#### Requirement
Can you reproduce every one of the rows below word for word, omitting the pictures?

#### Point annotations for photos

<<<<

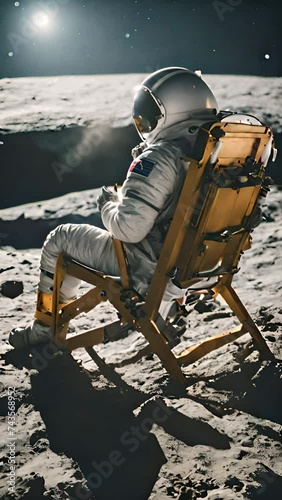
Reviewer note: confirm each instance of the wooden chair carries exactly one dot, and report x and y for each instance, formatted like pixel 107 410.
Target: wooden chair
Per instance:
pixel 216 212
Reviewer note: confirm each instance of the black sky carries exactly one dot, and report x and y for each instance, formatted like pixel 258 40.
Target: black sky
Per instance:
pixel 138 36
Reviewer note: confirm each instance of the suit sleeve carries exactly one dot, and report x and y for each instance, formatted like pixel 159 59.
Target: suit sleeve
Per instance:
pixel 149 183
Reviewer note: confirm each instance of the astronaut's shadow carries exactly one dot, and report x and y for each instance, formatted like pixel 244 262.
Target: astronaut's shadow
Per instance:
pixel 114 449
pixel 94 428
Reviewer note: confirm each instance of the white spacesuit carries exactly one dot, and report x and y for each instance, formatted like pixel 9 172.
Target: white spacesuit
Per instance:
pixel 169 107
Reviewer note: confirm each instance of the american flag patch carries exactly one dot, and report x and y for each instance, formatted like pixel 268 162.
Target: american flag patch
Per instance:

>>>>

#### Solution
Reviewer note: confirm each instance of the wooden chair carries exactly one dot, and report x and y for each instance, formatted like pixel 107 410.
Target: wooden chair
Per instance:
pixel 216 212
Reviewer note: confirm each instance of the black sky carries exactly one dot, and report x and y for each instance, formatted like pixel 258 40.
Target: black sky
Per instance:
pixel 138 36
Reviewer note: confirm each instance of the suit sleeve carries exactly one dot, and report x and y for each instance, formatted like pixel 159 59.
Target: suit sleeve
Per instance:
pixel 149 183
Reviewer note: confirm each instance of the astronaut's shadow carries exactly one dot, and report x and y for each instance, formatted like pixel 244 262.
Target: astronaut's shadow
Per instance:
pixel 114 449
pixel 94 428
Reviewer note: confirm each instance of the white spacesuit carries exactly one dot, and report x and y for each instance, formatted like pixel 9 172.
Target: white spacesuit
Per instance:
pixel 169 107
Reviewer note: confirm each instance of the american flag patch carries exactly one dot, and report x and y for each instance, formatted like pixel 268 162.
Target: american flag patch
Per instance:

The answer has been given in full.